— THE EXERCISE —
Display, copied in full, each of the following rows that contains the string "below". Treat the match as case-sensitive.

══ PROVIDED DATA ══

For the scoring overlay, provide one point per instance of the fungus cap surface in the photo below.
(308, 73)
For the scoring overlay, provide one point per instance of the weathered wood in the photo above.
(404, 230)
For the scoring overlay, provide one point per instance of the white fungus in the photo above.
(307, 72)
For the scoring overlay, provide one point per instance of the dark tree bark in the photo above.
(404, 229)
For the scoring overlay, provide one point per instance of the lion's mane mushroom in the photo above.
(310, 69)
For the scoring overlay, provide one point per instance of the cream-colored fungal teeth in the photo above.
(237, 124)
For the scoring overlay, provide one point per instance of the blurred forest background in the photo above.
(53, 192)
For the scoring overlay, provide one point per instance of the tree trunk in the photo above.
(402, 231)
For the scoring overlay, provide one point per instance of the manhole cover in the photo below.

═══
══ PROVIDED DATA ══

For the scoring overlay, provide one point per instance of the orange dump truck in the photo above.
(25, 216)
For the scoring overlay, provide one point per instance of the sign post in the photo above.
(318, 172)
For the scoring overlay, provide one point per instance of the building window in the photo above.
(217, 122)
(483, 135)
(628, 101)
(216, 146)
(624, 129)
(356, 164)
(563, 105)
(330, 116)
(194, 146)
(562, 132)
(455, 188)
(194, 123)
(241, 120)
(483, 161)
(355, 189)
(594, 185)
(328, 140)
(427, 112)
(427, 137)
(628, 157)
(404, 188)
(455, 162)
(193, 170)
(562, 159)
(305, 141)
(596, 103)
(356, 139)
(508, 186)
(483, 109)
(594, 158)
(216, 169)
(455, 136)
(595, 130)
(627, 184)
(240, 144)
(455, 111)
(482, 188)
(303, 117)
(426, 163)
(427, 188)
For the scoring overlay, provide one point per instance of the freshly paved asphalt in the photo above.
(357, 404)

═══

— EXPECTED ANSWER —
For the scoring overlay, provide one point per instance of the fungus cap surface in the photo below.
For the scoring overlay, provide one point per instance of the manhole cover in the photo below.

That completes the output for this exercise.